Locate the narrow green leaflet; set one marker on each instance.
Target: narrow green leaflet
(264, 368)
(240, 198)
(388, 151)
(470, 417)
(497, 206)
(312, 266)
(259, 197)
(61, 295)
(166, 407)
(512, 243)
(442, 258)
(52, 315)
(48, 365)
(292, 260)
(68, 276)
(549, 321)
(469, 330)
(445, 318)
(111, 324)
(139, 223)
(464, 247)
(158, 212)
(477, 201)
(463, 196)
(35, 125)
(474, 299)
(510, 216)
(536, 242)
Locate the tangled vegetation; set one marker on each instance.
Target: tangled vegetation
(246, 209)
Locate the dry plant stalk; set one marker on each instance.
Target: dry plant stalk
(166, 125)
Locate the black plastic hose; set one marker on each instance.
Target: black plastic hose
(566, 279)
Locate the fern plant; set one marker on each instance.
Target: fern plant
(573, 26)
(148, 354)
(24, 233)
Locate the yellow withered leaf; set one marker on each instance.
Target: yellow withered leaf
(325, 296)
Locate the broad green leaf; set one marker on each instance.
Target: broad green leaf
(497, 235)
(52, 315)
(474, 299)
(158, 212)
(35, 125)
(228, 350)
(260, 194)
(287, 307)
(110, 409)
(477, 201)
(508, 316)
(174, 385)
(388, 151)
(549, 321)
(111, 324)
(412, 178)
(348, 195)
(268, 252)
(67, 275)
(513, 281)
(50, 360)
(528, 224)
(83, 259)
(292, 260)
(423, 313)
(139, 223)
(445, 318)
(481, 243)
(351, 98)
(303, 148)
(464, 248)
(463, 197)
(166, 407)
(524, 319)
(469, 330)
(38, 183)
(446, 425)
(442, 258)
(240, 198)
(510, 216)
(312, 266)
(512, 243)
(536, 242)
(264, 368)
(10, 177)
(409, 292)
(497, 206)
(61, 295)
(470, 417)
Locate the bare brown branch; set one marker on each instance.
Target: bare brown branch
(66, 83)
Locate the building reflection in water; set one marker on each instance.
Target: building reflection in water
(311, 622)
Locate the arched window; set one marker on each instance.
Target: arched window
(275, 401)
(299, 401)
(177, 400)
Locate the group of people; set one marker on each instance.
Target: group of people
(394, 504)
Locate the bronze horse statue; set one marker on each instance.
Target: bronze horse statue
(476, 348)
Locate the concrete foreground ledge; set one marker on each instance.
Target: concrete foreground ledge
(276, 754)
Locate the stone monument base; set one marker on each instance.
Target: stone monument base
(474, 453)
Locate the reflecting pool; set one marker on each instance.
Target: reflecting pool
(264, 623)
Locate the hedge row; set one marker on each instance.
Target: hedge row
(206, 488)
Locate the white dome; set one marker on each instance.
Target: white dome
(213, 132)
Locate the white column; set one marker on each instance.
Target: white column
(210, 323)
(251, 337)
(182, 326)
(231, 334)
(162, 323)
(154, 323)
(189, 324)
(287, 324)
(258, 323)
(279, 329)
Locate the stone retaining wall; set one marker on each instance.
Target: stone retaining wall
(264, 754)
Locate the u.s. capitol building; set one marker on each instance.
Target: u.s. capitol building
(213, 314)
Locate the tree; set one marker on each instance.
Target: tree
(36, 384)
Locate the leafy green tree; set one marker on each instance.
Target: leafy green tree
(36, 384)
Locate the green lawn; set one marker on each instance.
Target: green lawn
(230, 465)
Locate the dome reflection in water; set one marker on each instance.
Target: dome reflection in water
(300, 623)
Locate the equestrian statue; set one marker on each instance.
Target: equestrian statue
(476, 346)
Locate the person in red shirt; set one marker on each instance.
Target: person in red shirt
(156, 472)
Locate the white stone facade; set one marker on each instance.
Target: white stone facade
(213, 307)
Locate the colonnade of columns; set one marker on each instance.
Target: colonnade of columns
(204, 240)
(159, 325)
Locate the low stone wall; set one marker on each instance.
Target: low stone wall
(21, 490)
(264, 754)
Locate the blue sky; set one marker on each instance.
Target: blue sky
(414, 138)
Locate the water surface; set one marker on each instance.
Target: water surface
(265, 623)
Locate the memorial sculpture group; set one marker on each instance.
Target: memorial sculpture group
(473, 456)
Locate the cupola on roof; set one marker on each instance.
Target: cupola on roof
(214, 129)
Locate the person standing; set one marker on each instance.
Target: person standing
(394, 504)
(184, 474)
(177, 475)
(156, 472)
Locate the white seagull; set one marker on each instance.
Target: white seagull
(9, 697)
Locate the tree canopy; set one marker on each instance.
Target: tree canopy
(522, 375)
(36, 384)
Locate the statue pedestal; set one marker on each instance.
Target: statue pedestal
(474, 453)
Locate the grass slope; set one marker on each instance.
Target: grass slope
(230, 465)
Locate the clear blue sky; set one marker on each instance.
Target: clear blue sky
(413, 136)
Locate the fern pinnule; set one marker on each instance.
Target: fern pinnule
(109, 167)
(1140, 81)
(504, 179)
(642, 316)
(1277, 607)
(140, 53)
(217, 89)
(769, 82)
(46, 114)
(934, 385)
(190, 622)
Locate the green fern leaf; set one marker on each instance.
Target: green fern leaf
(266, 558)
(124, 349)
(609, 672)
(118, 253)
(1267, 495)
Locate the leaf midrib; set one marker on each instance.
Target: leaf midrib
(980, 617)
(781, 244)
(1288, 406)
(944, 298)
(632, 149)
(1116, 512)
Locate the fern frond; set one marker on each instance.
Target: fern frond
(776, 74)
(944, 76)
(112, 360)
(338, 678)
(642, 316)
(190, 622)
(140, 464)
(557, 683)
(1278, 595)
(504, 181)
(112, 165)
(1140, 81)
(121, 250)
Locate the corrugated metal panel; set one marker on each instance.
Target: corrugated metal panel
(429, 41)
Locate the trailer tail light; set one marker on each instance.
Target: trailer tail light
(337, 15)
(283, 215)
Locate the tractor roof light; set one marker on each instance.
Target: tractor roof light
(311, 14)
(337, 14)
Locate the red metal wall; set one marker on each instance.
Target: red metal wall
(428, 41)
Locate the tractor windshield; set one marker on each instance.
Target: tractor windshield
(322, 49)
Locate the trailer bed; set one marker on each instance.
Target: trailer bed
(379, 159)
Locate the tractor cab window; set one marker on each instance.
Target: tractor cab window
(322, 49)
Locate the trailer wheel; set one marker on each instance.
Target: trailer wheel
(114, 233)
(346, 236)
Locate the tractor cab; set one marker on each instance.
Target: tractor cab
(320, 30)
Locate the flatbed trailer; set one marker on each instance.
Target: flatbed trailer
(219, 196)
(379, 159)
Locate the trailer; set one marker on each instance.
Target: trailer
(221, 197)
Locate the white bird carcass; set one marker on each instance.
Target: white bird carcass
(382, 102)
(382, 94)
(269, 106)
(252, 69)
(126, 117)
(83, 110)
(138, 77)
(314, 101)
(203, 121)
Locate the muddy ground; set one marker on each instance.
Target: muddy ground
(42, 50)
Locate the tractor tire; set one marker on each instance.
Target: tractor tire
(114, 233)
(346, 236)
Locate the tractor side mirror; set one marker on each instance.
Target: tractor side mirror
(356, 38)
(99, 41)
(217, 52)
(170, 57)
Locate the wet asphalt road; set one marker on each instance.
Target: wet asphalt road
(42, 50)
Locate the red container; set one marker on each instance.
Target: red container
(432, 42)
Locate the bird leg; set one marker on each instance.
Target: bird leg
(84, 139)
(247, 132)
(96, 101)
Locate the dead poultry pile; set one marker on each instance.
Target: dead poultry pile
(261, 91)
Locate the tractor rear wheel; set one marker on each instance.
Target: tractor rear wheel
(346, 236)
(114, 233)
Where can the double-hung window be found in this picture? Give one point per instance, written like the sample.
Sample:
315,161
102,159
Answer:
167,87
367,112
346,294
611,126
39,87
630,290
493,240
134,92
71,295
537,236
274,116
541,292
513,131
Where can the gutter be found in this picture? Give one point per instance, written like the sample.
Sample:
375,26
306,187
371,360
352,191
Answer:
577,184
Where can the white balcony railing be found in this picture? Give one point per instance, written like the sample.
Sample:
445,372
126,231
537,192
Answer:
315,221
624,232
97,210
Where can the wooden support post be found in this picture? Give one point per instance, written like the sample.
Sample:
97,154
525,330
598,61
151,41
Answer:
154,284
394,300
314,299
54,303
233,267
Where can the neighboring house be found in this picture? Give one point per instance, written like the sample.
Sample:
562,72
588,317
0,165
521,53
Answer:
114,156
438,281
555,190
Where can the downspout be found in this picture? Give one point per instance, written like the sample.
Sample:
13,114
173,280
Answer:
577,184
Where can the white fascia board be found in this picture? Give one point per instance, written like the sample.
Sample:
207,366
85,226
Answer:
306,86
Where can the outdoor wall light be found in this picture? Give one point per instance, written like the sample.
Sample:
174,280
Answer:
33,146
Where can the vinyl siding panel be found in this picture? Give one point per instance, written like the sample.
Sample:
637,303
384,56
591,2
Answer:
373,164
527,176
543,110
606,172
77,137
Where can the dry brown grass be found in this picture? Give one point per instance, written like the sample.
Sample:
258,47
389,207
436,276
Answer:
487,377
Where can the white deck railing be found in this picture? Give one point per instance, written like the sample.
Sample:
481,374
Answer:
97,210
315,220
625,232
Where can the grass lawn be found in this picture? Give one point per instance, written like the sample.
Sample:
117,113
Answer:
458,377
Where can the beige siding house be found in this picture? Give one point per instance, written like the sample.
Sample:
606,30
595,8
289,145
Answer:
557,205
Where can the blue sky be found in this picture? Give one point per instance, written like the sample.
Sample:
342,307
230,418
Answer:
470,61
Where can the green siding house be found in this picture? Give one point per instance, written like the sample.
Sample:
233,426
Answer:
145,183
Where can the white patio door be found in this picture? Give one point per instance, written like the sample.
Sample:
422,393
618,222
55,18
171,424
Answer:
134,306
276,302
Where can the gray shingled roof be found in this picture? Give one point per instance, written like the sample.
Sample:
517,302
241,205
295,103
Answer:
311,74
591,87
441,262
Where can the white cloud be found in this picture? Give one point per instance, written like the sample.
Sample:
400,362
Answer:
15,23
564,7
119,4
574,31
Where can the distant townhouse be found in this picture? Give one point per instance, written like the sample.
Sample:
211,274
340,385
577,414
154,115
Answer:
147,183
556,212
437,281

### INSTRUCTION
Repeat exactly the lines from the line containing "Where can the outdoor" through the end of the listing above; both boundary lines are part of the output.

### SOLUTION BELOW
Where can the outdoor wall light be found in this picture? Give one point per instance, written like the sample.
Sample:
174,280
Answer:
33,146
Where can the vinyl siding panel be found in this picture? Give one point per instance, written like the sample.
Sample:
637,303
384,56
591,2
Answer:
373,164
527,176
543,110
606,172
77,137
Where can the dry brown grass be found in this picture? Give one point per instance, written like the sample.
Sample:
258,47
389,207
436,276
Answer:
487,377
Where can the white deck railing be found in this picture? Give one point per instance, written like the sample.
Sample:
481,374
Answer:
97,210
315,220
625,232
Where can the grass lawn be found in this picture? Give one point per instance, written like the sample.
Sample:
117,113
Answer:
458,377
Where can the beige siding house be found in this picture? Give one point per instance, written like the sample.
Sample:
606,30
595,8
289,145
Answer:
557,205
Where can the blue sky be found in this picture? Give one point per instance, written like the sample.
Sample:
342,307
230,418
Answer:
470,61
Where can the green siding house be found in this picture? Give one point per instance, written like the sample.
Sample:
233,426
Answer:
145,183
Where can the white patio door be found in this picture? Give one point per instance, written like the sample.
Sample:
422,393
618,222
55,18
171,424
Answer:
134,306
276,302
Where can the gray shingled roof be found in this picture? Give one point per instance, written like the sample.
Sample:
517,302
241,205
295,103
Answer:
311,74
591,87
441,262
Where can the white cloud be found in this picture? Give one point per instance, written like the sample.
Sample:
400,362
Answer:
15,23
564,7
119,4
574,31
Where can the distant townhouse be found in this picture? Give one point per instance, written like the sample.
Sample:
211,274
340,385
577,414
154,115
Answer:
147,183
556,212
437,281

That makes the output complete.